Requirement: Report how many lines of the data below contain the string "dark", with case counting. Give only that number.

Records for processing:

········

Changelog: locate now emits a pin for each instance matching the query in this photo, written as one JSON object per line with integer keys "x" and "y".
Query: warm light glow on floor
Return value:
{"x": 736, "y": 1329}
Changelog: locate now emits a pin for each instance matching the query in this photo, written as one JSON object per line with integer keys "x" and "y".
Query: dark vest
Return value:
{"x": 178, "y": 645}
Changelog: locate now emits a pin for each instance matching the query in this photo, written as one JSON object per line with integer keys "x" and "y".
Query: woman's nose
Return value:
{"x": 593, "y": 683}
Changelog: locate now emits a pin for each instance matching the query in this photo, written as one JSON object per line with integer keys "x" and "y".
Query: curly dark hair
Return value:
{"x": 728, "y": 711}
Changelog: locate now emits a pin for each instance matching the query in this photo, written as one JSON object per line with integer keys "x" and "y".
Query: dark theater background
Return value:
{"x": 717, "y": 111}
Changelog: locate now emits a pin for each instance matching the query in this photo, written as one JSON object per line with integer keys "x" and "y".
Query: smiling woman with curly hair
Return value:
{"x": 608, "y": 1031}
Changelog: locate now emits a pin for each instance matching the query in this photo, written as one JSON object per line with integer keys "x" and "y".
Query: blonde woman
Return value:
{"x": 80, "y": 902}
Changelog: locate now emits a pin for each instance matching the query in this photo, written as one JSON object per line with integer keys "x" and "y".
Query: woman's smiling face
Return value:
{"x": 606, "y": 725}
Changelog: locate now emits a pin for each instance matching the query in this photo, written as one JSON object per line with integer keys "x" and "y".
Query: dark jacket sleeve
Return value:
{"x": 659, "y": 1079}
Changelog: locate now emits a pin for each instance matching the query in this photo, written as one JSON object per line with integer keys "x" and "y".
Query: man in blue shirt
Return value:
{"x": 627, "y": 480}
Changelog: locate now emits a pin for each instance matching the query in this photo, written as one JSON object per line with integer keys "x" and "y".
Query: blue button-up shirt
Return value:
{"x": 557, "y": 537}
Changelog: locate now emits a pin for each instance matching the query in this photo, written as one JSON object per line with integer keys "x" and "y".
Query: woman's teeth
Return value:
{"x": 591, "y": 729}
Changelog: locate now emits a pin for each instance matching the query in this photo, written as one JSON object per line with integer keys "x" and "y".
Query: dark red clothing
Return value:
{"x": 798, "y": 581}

········

Task solution: 5